Problem to solve –
Give back each of the entries below verbatim, leaving every line unchanged.

-- START --

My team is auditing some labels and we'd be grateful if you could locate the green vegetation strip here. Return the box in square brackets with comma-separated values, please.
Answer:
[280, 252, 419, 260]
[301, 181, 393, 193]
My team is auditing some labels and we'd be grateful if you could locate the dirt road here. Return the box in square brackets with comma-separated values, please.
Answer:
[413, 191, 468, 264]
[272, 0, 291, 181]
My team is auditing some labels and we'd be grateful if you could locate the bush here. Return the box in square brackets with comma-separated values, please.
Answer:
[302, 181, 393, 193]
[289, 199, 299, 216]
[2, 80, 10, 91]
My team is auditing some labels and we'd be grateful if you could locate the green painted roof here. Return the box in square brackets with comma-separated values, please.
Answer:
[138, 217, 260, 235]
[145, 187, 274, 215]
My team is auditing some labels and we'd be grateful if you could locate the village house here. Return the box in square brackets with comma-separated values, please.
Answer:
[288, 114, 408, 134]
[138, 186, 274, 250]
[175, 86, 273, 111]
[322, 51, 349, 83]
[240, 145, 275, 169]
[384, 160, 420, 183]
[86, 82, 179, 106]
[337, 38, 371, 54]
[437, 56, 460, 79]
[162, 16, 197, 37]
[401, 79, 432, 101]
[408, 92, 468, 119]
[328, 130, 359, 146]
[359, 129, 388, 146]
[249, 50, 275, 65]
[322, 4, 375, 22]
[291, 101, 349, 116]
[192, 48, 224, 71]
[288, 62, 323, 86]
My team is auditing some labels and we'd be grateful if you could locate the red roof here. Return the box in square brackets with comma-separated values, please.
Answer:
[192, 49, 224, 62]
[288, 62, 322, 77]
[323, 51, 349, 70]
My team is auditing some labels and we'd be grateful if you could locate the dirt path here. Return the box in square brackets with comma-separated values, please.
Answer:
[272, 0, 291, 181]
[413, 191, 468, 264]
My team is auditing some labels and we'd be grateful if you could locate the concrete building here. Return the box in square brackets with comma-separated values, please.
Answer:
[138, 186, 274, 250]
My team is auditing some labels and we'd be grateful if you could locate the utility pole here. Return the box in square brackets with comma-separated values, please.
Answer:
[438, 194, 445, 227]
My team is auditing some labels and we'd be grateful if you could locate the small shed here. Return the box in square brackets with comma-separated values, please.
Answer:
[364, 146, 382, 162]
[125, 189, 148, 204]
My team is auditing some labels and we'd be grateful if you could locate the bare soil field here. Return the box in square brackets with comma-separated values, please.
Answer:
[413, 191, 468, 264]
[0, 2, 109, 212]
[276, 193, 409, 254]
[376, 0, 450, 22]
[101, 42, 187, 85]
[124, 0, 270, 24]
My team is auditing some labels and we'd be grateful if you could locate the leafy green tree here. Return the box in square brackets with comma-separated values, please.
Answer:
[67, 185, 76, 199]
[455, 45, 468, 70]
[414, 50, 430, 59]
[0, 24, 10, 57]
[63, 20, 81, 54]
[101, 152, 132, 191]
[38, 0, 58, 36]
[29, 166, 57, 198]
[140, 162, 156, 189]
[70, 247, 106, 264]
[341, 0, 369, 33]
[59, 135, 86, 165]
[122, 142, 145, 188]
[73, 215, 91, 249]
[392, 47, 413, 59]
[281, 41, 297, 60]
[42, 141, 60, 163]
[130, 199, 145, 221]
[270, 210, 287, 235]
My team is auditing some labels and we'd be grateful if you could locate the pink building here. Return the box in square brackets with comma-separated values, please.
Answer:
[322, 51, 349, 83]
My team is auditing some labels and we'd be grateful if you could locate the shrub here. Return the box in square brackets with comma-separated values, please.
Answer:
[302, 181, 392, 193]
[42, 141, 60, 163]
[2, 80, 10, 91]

-- END --

The solution –
My team is auditing some labels and we'd be grateful if you could locate the green vegetation strip here. Return the box in square brackets with comma-separated values, please.
Answer:
[280, 252, 419, 260]
[301, 181, 393, 193]
My team is auditing some labels and we'd be grateful if you could locate the dirt road here. Return the box in square brackets with comma-separated values, please.
Answer:
[413, 191, 468, 264]
[272, 0, 291, 181]
My team is auditing some labels and we'd be grateful if you could locate the bush here. Return the box in square brackets with comma-separated values, please.
Answer:
[302, 181, 393, 193]
[289, 199, 299, 216]
[2, 80, 10, 91]
My team is auditing some labels and we'd be grateful if you could locate the green painted roof here. Return the box in square brackets with comma-separated values, please.
Answer:
[138, 217, 260, 235]
[145, 187, 274, 215]
My team is auditing some labels and we'd be grateful if you could locate the village house here. Return the box in square brackets with comma-separated values, please.
Answer:
[288, 114, 408, 134]
[138, 186, 274, 250]
[175, 86, 273, 111]
[322, 51, 349, 83]
[240, 145, 275, 169]
[384, 160, 420, 183]
[86, 82, 179, 106]
[337, 38, 371, 54]
[437, 56, 460, 79]
[162, 16, 197, 37]
[401, 79, 432, 101]
[408, 92, 468, 119]
[328, 130, 359, 146]
[359, 129, 388, 146]
[249, 50, 275, 65]
[322, 4, 375, 22]
[291, 101, 349, 116]
[192, 48, 224, 71]
[288, 62, 323, 86]
My team is auditing some labels and we'd be grateful if you could locate the red roof here. Return the box in square brackets with comma-separated values, please.
Answer:
[192, 49, 224, 62]
[288, 62, 322, 77]
[323, 51, 349, 70]
My team is auditing some labels and we'd be grateful if you could locate the dirt path here. Return the box in square brackets with comma-separated values, please.
Answer:
[272, 0, 291, 181]
[413, 191, 468, 264]
My team is auditing some labels and we'd be grateful if you could locate the concrete building here. Return the box in square brackets with comma-separated values, please.
Answer:
[138, 186, 274, 250]
My team is auditing some labels and we'd be grateful if you could locate the utility pole here. Return the box in square brackets with comma-separated values, please.
Answer:
[438, 194, 445, 227]
My team is auditing some labels and we'd be grateful if you could locate the small shed here. Return the box in square brackets with comma-separated values, please.
Answer:
[364, 146, 382, 162]
[125, 189, 148, 204]
My team is auditing some labels and we'd be grateful if you could locate the bare soil field here. Return the box in square brackets with comma-separated values, please.
Answer:
[413, 191, 468, 264]
[0, 2, 109, 212]
[276, 193, 409, 254]
[376, 0, 450, 22]
[101, 42, 187, 85]
[124, 0, 270, 24]
My team is auditing some labels and we'd be grateful if you could locate the leafy green tree here. Return the box in square brackets with comma-separated values, please.
Answer:
[67, 185, 76, 199]
[455, 45, 468, 70]
[414, 50, 430, 59]
[0, 24, 10, 57]
[63, 20, 81, 54]
[101, 152, 132, 191]
[38, 0, 58, 36]
[29, 166, 57, 198]
[140, 162, 156, 189]
[70, 247, 106, 264]
[341, 0, 369, 33]
[59, 135, 86, 165]
[122, 142, 145, 188]
[73, 215, 91, 249]
[392, 47, 413, 59]
[281, 41, 297, 60]
[42, 141, 60, 163]
[130, 199, 145, 221]
[270, 210, 287, 235]
My team is auditing some labels and we'd be grateful if you could locate the pink building here. Return the box in square brackets with comma-separated values, please.
Answer:
[322, 51, 349, 83]
My team is auditing some labels and we'd be grateful if you could locate the shrub here. Return the box in square brackets with comma-separated values, please.
Answer:
[302, 181, 392, 193]
[42, 141, 60, 163]
[2, 80, 10, 91]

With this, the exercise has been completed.